* TASKS FOR THIS EXERCISE *
a) Answer these questions from the forum post below, one line each:
(i) For how many years did the writer take accounting classes in high school?
(ii) At what age did the writer get married?
(iii) What kind of company does the writer now work for?
b) Quote the part of the forum post below that opens with the words "I essentially hate" and closes with "case in point...".
c) Continue the forum post below from its last sentence.

* PAGE EXTRACT *
I essentially hate "politics", I hate that it's essentially about making your opponents seem bad, trying to cling to office rather than make changes, and so forth. I do have a burning desire to bring about change, and I realise that pressurising others would never get anything done, but I don't think I could put up with 20 years of "politics" to start influencing national policy.
 

 
 


 

On this point, I agree wholeheartedly. It's no different here in the U.S.
 

As for your dilemma on what path to embark upon, I don't envy you. I would not want to go through that again. But no matter what you decide, life will surprise and perhaps delight you. A case in point...
 

When I was in high school, I took many business courses including three years of accounting classes and was very good at it. When I entered my first year of college, I continued down the accounting path and was very disappointed when I found the classes were teaching things that I had learned 2 years prior in high school! I quickly became bored, stopped going to classes and ended up dropping out for the semester. I was faced with my own difficult decision - do I go back and take a different path or perhaps put up with the boredom and just get through it? Do I bag college altogether? I decided to go to work and then explore college again in a year or two.
 

To make a long story longer, I ended up getting married at age 20 (still am to the same bride!) moving across the country (literally) twice and experiencing more fun than any human being should be allowed to have. Through all that, I am enjoying a wonderful career with a "Fortune 100" company working alongside and, in some cases, over people who have 4 years or more of college.

* DATA EXTRACT *
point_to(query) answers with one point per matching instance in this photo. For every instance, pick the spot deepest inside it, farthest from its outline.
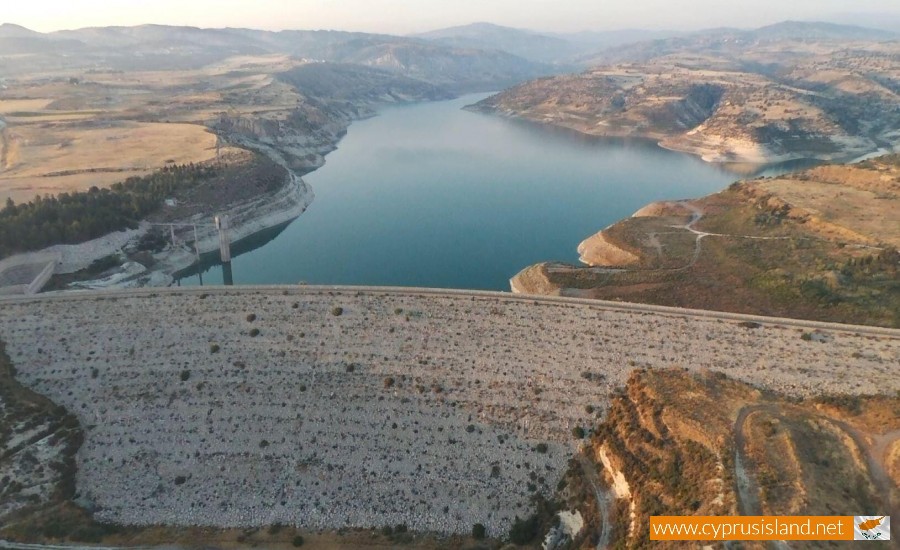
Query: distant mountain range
(157, 47)
(475, 57)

* ANSWERS FOR THE TASKS *
a)
(i) Three years.
(ii) At age 20.
(iii) A "Fortune 100" company.

b)
I essentially hate "politics", I hate that it's essentially about making your opponents seem bad, trying to cling to office rather than make changes, and so forth. I do have a burning desire to bring about change, and I realise that pressurising others would never get anything done, but I don't think I could put up with 20 years of "politics" to start influencing national policy.
 

 
 


 

On this point, I agree wholeheartedly. It's no different here in the U.S.
 

As for your dilemma on what path to embark upon, I don't envy you. I would not want to go through that again. But no matter what you decide, life will surprise and perhaps delight you. A case in point...

c)
 

My whole point of boring you with a synopsis of my life is this. Don't let a difficult choice weigh on you so much. As those wise folks said in prior posts above, life changes quickly. What you decide today will change tomorrow - I promise you it will.
 

I don't recommend dropping out like I did - I feel blessed that my life turned out so well without a college education. But no matter what, let life come to you. While I'm not a very religious person, I do believe everything happens for a reason. If you truly enjoy what you are doing, you will be rewarded. Just go with what your heart tells you.
 

One more thought before I close. In your second post above you said, "I have two general goals: "change the world for the better" and "earn enough to comfortably support my family", which is what is causing the massive split." Those two things don't have to be separate. You can earn enough money to make your family comfortable AND change the world for the better through charitable acts. Despite a common misconception, not all rich people suck! I hope that one made you smile.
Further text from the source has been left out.